■ Exercise requirements
Please repeat every line of the material below, requests included, adding -113 to each bounding-box coordinate in the answers while leaving the requests and their format samples unchanged. Leave the pictures out of your answer.

-- START OF Data to use --

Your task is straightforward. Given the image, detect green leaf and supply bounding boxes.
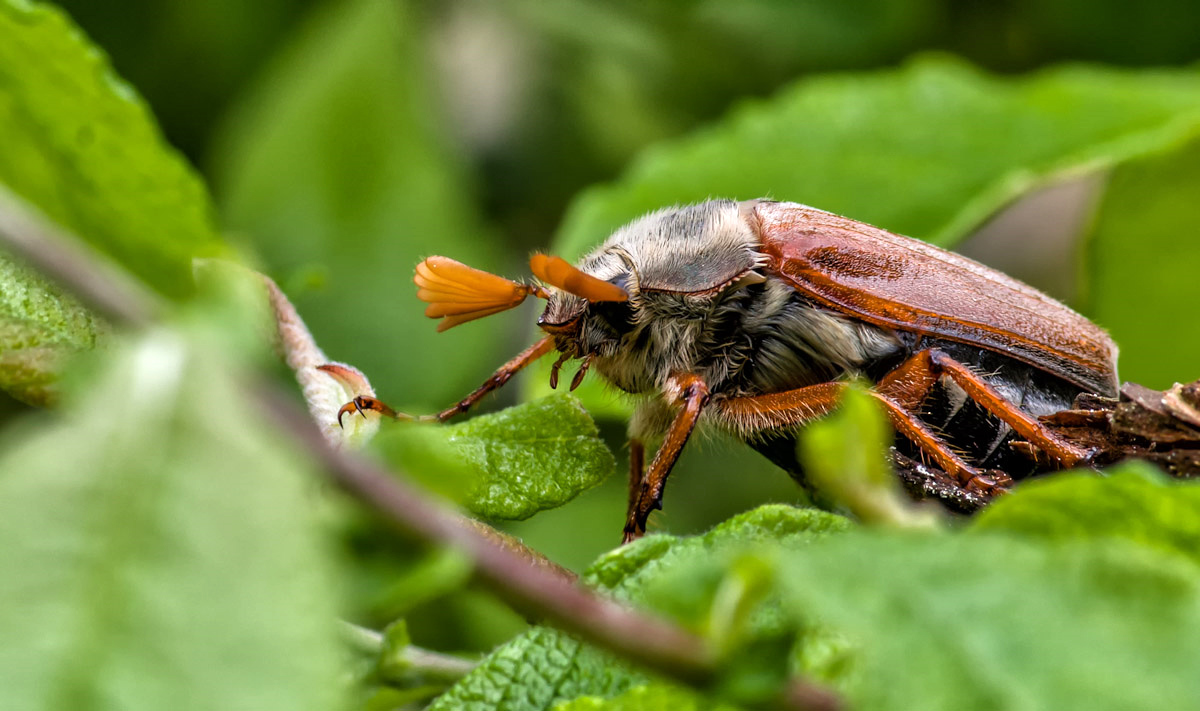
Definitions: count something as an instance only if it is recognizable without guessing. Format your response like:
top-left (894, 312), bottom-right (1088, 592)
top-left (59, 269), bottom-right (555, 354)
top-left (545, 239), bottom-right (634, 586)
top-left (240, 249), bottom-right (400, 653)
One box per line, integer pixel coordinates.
top-left (431, 506), bottom-right (850, 711)
top-left (799, 386), bottom-right (935, 527)
top-left (0, 253), bottom-right (108, 406)
top-left (587, 504), bottom-right (852, 601)
top-left (1084, 127), bottom-right (1200, 388)
top-left (779, 533), bottom-right (1200, 711)
top-left (0, 330), bottom-right (342, 711)
top-left (971, 461), bottom-right (1200, 563)
top-left (374, 394), bottom-right (614, 520)
top-left (0, 0), bottom-right (222, 297)
top-left (557, 55), bottom-right (1200, 256)
top-left (554, 683), bottom-right (733, 711)
top-left (214, 0), bottom-right (513, 412)
top-left (527, 55), bottom-right (1200, 417)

-- END OF Data to use --

■ In response
Your task is straightforward. Given the image, detect green leaf and supply bounding boxes.
Definitions: count something as an instance only if it is recognizable without guessing. Format your response like:
top-left (894, 312), bottom-right (1088, 592)
top-left (59, 269), bottom-right (555, 354)
top-left (545, 239), bottom-right (634, 586)
top-left (240, 249), bottom-right (400, 653)
One box per line, integer pixel coordinates.
top-left (318, 393), bottom-right (737, 598)
top-left (686, 273), bottom-right (822, 414)
top-left (-113, 140), bottom-right (-5, 293)
top-left (474, 391), bottom-right (739, 488)
top-left (971, 14), bottom-right (1087, 275)
top-left (666, 420), bottom-right (1087, 598)
top-left (-113, 217), bottom-right (229, 598)
top-left (858, 348), bottom-right (1087, 450)
top-left (261, 281), bottom-right (501, 407)
top-left (-113, -113), bottom-right (109, 184)
top-left (444, -58), bottom-right (1087, 143)
top-left (441, 570), bottom-right (620, 598)
top-left (101, -113), bottom-right (400, 299)
top-left (414, -58), bottom-right (1087, 304)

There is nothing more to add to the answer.